Pointing and labeling entries
*-*-*
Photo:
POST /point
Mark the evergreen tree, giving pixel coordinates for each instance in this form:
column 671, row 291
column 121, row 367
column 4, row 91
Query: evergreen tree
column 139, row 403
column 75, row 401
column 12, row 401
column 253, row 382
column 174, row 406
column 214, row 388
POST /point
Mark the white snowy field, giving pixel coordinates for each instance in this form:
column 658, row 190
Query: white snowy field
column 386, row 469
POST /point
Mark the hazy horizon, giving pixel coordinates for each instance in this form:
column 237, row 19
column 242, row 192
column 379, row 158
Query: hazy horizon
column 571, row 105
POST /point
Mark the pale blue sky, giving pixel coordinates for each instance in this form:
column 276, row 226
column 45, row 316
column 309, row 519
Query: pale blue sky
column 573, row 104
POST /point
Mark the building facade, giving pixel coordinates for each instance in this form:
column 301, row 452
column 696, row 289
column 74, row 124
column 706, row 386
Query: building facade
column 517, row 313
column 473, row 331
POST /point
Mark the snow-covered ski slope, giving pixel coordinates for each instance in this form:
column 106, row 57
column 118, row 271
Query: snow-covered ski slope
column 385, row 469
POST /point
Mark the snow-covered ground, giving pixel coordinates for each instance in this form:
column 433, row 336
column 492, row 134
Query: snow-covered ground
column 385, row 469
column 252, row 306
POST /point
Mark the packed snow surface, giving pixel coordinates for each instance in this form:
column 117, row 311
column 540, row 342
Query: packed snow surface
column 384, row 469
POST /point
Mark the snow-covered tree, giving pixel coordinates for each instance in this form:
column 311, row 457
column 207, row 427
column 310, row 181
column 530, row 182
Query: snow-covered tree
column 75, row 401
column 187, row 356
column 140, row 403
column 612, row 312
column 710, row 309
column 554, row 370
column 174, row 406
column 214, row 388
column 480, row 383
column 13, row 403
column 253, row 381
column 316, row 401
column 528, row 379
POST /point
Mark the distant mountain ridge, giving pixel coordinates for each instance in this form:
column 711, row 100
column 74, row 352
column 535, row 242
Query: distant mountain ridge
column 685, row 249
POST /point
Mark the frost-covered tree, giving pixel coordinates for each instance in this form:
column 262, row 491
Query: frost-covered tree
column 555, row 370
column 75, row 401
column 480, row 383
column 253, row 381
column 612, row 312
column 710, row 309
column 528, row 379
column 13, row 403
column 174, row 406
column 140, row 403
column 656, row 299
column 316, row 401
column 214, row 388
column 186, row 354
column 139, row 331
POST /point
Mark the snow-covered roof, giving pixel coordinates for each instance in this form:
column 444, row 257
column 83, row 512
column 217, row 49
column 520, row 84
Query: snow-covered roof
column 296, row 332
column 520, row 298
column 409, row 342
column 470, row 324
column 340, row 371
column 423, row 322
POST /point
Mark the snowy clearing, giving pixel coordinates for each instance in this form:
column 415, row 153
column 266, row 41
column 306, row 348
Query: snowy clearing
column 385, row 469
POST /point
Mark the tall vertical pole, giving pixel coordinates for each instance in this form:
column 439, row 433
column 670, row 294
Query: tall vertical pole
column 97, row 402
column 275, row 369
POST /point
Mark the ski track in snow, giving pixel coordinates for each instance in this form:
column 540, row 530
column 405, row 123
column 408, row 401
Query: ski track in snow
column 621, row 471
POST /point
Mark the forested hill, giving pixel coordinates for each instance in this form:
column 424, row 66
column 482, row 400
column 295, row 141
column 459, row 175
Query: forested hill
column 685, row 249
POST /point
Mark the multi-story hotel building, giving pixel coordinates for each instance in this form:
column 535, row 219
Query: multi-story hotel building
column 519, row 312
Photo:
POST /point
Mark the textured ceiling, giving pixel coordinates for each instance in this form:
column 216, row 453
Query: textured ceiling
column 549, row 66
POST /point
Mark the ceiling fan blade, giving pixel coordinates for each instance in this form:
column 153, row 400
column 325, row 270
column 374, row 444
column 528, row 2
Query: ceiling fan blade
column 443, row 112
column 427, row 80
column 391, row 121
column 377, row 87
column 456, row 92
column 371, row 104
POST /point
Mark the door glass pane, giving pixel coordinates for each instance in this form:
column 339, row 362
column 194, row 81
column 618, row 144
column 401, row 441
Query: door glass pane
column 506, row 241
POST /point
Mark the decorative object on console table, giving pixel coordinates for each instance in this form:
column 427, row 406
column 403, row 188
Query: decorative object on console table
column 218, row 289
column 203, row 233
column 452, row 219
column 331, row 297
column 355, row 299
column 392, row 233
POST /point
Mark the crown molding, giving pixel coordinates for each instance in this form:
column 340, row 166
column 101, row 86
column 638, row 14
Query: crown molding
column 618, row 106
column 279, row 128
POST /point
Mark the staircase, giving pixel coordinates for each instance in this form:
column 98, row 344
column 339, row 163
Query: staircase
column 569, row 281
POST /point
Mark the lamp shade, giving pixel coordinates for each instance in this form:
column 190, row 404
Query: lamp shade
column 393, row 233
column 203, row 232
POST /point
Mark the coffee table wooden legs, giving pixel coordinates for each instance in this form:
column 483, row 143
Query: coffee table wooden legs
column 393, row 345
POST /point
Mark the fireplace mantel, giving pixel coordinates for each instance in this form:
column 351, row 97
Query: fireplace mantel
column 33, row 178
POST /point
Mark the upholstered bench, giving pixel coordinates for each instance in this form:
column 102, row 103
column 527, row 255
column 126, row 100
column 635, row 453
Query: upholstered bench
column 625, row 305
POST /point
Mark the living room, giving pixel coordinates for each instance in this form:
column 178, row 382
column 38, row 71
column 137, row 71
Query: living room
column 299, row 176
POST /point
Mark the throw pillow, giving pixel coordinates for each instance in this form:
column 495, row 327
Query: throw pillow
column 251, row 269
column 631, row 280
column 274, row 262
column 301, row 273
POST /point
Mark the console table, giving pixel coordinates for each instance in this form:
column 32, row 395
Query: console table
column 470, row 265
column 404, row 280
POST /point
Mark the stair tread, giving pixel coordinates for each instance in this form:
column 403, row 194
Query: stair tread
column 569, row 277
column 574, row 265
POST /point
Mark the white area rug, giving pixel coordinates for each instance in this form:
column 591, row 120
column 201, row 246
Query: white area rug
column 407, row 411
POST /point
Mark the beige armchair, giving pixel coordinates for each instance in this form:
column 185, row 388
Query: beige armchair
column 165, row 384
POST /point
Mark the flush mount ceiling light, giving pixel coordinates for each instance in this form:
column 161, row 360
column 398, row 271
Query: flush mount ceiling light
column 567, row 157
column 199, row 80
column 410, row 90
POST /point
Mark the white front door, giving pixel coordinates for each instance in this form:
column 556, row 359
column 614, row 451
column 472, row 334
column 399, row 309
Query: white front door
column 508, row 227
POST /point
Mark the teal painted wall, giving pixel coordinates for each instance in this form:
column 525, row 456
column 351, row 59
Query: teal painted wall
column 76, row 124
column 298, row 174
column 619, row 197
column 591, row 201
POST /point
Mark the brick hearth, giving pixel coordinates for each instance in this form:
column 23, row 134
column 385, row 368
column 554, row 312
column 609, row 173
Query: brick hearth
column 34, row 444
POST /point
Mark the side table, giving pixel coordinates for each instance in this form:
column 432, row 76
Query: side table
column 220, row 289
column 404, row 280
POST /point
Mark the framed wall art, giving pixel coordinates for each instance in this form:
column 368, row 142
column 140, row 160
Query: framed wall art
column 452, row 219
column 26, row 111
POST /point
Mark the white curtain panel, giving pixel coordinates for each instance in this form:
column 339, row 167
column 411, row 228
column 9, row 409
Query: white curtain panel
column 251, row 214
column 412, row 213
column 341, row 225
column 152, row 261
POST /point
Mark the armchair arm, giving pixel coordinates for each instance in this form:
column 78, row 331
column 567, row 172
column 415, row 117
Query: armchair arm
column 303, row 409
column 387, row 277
*-*-*
#### [Direction]
Extract each line above that contains the string "slope", copying those lines in full.

#### [Final answer]
Mark the snow-covered ski slope, giving pixel coordinates for each instance in this form:
Query: snow-covered ski slope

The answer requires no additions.